Ignored By Dinosaurs 🦕

finops

I've been backing on a side project lately to try and make open sources some of the bones of a FinOps visibility tool. You can find the FinOpsPod episode I recorded on the topic recently here. Well now that that's out, I've been properly motivated to ship and while AWS is done enough for now, I have been wrangling the Azure side of things over the weekend. This is what I learned in the last 72 hours.

Azure Blob Storage download progress with TQDM

I searched the internet high and low for how to handle this. AWS makes it fairly easy with the Callback argument you can pass when downloading an object from S3. I guess Azure's version is more recent and it goes like this:

def download_object(self, blob_name, destination_path):
    blob_client = self.container_client.get_blob_client(blob_name)
    filesize = blob_client.get_blob_properties().size
    # just in case the destination path doesn't exist
    os.makedirs(os.path.dirname(destination_path), exist_ok=True)

-- -- --

_WORK TO DO_
a) Reproduce the part of the FinOps blog post starting at "Azure Blob Storage" and ending at "blob_client = self.container_client.get_blob_client(blob_name)".
b) According to the FinOps blog post, what argument can be passed when downloading an object from S3 to make progress tracking fairly easy?
c) Continue the FinOps blog post from the point where it stops.
The data after this point comes from a separate source.

_SOURCE EXCERPT_

-- -- --

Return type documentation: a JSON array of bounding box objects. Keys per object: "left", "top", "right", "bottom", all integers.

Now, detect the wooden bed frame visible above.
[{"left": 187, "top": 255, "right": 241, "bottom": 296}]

-- -- --

_OUTPUTS IN ORDER_
a)
Azure Blob Storage download progress with TQDM

I searched the internet high and low for how to handle this. AWS makes it fairly easy with the Callback argument you can pass when downloading an object from S3. I guess Azure's version is more recent and it goes like this:

def download_object(self, blob_name, destination_path):
    blob_client = self.container_client.get_blob_client(blob_name)

b) The Callback argument.

c)
    with open(destination_path, "wb") as file, tqdm(
        total=filesize,
        unit="B",
        unit_scale=True,
        desc='whatever helpful file description you wish',
        colour="green",
    ) as t:
        bytes_read = 0
        # the progress_hook calls with 2 args - the bytes downloaded so far and the total
        # bytes of the object.  t.update wants the bytes read in that iteration, so we have to
        # make that happen by keeping track of what the total was as of the previous
        # iteration.
        def update_progress(bytes_amount, *args):
            nonlocal bytes_read
            t.update(bytes_amount - bytes_read)
            bytes_read = bytes_amount

        blob_data = blob_client.download_blob(progress_hook=update_progress)
        file.write(blob_data.readall())
        t.close()

In the API docs for the download_blob function you can find the progress_hook kwarg. It isn't called as often as its AWS counterpart so the progress bar isn't nearly as fine-grained, but it's better than nothing in my opinion. The whole thing in general requires more wrangling than the AWS version, but I learned quite a lot in the process.

DuckDB, the ultimate dataeng swiss army knife?

One helpful thing that AWS does in their billing data export is to include a metadata file with each night's export that tells us facts about the export in general. Things like

  • the timestamp that the export was generated
  • where you can find the associated billing data files
  • a unique ID on that particular version of the export and most helpfully
  • a list of columns and their datatypes in that export.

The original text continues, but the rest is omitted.